» To do
All lines in the material below that contain "embossed" should be located and copied.

= = = = = = =

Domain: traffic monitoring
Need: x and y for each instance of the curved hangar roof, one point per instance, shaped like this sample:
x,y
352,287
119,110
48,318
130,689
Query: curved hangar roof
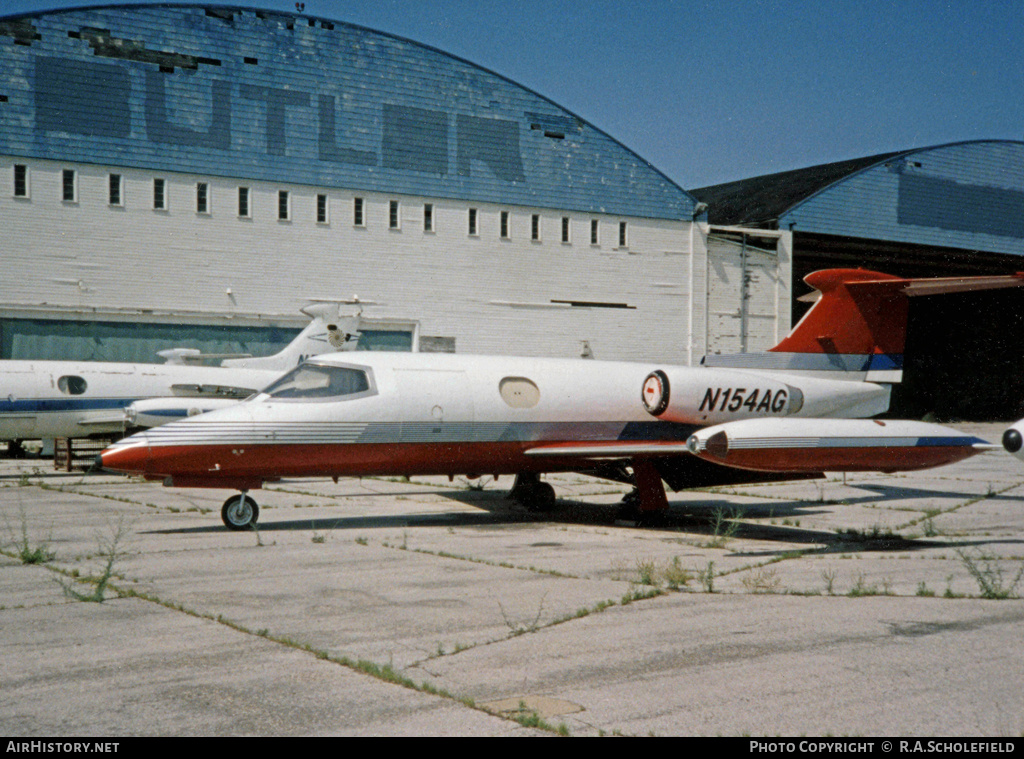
x,y
965,195
284,97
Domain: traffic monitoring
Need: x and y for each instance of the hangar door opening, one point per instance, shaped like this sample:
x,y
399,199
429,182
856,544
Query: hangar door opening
x,y
743,291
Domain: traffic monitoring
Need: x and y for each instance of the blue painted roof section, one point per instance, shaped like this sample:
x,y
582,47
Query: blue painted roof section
x,y
964,195
228,91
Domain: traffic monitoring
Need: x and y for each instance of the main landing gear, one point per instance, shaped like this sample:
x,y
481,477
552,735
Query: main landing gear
x,y
646,504
530,493
240,512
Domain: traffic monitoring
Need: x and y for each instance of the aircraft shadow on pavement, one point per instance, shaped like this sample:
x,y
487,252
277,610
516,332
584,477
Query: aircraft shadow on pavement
x,y
711,518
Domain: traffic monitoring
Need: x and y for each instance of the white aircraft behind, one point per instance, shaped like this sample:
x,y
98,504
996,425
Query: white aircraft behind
x,y
42,399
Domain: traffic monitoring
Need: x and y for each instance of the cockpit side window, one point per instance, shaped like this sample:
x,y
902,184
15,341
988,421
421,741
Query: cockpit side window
x,y
72,385
318,381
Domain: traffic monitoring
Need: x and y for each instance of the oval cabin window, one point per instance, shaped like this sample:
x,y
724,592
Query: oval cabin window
x,y
72,385
519,392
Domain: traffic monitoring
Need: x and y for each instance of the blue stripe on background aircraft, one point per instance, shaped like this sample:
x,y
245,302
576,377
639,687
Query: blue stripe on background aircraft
x,y
799,410
43,399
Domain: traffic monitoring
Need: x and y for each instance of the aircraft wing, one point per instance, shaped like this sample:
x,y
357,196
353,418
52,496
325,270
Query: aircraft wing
x,y
212,391
797,446
613,450
102,421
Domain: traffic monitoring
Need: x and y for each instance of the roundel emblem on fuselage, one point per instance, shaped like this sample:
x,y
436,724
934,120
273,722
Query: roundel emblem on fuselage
x,y
655,392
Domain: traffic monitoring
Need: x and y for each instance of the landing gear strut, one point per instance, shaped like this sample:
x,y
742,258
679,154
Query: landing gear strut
x,y
529,492
240,512
647,502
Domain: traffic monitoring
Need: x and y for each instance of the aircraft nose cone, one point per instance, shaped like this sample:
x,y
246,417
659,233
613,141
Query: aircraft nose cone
x,y
1013,440
130,456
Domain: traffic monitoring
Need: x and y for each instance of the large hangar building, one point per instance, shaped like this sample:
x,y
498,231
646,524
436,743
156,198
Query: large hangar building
x,y
188,174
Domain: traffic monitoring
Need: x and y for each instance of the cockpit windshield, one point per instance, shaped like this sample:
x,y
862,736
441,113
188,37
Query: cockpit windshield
x,y
312,381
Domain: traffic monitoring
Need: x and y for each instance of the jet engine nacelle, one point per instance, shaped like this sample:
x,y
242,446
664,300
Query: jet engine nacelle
x,y
154,412
715,395
1013,439
806,446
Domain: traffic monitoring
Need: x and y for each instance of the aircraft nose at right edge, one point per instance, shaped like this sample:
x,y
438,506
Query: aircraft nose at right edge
x,y
1013,439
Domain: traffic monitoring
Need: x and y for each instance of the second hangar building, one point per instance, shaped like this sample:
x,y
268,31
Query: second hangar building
x,y
194,174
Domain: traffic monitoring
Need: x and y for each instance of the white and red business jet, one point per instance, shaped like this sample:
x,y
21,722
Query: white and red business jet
x,y
798,410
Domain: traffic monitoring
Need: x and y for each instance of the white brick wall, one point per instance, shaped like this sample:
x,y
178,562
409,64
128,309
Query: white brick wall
x,y
492,294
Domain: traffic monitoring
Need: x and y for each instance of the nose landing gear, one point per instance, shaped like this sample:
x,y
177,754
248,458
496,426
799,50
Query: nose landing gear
x,y
240,512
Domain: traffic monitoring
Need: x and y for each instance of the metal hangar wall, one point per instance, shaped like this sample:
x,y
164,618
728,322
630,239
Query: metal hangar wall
x,y
940,211
194,174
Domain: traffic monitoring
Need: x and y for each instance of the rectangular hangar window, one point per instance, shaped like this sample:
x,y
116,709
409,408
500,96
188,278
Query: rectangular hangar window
x,y
114,184
160,195
20,180
69,186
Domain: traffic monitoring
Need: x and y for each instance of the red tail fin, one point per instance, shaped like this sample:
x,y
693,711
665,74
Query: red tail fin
x,y
857,328
857,311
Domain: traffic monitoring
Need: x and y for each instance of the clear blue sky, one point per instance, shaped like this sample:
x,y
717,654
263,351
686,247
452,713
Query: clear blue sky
x,y
715,90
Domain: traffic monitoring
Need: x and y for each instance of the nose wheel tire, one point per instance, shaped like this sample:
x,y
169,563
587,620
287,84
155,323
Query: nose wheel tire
x,y
240,512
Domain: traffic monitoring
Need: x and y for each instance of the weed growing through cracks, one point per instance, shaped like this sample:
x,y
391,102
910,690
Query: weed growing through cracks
x,y
111,550
987,573
29,552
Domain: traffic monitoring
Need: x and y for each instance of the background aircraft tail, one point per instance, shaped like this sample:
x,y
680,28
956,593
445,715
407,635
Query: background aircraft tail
x,y
327,333
856,330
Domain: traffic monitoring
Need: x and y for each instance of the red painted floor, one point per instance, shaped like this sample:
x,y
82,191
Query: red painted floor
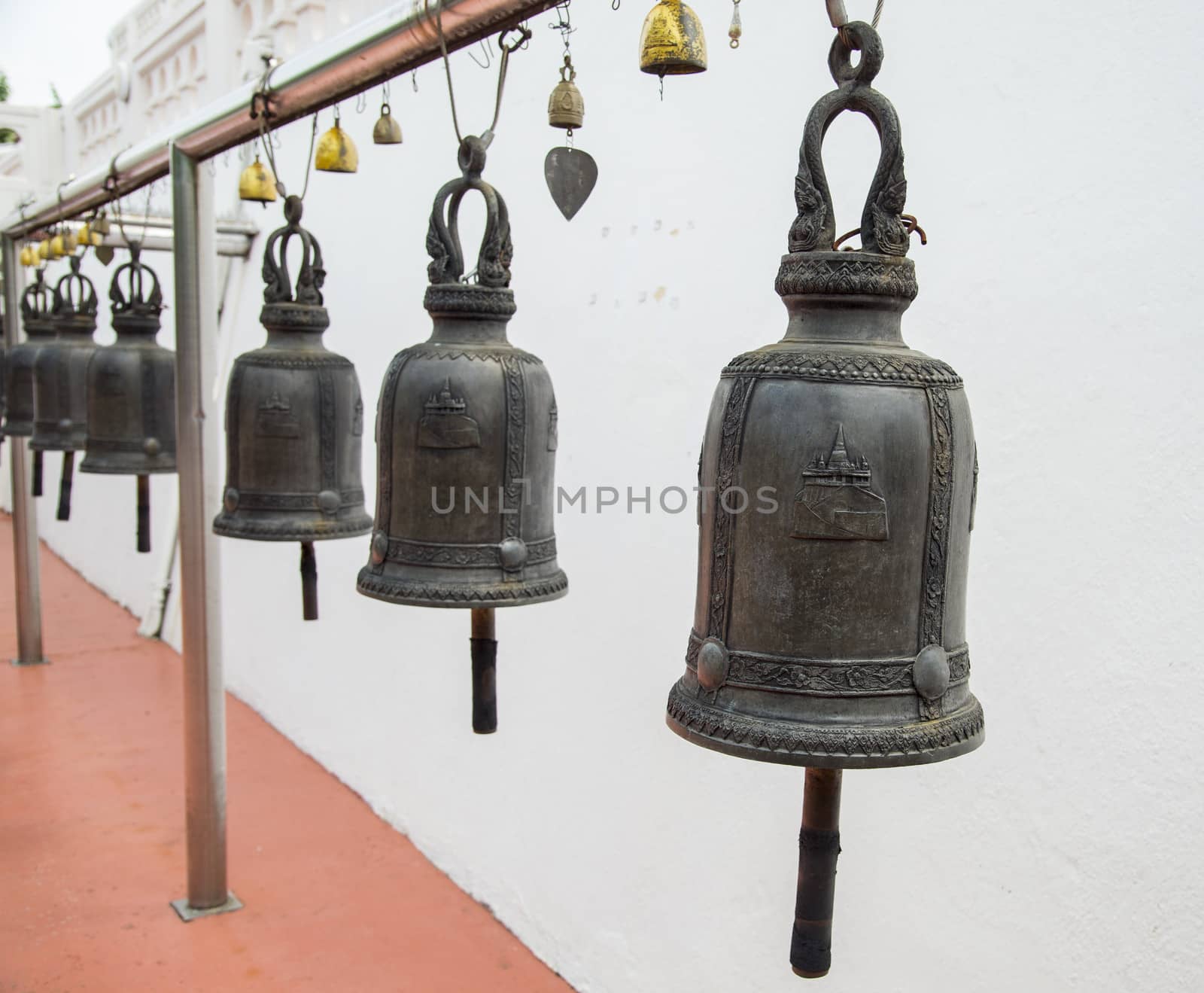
x,y
92,844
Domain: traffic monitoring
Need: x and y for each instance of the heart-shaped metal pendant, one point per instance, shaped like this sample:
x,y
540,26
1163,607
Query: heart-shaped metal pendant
x,y
571,178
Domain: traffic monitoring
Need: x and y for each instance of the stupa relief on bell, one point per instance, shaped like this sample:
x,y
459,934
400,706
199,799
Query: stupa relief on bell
x,y
467,437
832,632
294,419
60,377
132,391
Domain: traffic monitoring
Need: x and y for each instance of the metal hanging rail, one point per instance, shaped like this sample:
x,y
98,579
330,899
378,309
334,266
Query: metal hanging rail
x,y
388,44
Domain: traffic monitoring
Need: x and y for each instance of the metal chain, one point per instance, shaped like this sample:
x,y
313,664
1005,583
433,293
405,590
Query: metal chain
x,y
507,50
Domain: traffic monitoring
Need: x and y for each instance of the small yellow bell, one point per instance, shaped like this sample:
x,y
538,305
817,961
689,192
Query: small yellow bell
x,y
566,106
87,236
385,130
672,42
336,152
257,184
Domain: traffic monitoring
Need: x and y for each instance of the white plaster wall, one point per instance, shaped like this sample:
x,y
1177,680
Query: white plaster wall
x,y
1054,157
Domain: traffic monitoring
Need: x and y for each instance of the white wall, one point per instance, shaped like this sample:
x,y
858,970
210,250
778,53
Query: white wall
x,y
1054,157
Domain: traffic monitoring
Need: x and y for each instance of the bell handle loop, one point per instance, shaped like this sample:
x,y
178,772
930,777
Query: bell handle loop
x,y
138,273
443,234
278,286
883,227
74,293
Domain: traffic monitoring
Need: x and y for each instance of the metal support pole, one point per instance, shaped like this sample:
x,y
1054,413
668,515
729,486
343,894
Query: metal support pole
x,y
28,580
196,461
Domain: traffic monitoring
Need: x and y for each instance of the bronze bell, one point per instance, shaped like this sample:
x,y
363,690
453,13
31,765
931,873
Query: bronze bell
x,y
830,623
36,313
467,447
294,419
566,108
672,42
132,391
60,377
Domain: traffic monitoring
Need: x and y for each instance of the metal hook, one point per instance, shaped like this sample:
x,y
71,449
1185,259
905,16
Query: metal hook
x,y
489,56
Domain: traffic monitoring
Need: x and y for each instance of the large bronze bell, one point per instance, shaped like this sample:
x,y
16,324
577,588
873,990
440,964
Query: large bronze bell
x,y
132,392
36,313
294,419
467,447
60,377
830,627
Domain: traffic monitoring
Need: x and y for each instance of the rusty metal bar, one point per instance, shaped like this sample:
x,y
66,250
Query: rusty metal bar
x,y
387,45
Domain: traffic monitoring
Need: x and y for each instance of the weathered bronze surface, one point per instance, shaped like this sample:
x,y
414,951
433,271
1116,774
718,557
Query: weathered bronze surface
x,y
60,368
132,391
838,474
36,313
60,381
294,419
467,437
832,632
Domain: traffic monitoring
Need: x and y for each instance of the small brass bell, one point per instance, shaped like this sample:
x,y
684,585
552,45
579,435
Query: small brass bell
x,y
387,130
336,152
257,184
566,108
672,42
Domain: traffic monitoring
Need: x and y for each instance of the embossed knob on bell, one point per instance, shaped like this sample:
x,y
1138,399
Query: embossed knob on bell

= = = = = = =

» Task output
Need: x and y for each instance of the embossed knob on bell, one point per instance, shaped like this sample:
Query: embossed knob on bell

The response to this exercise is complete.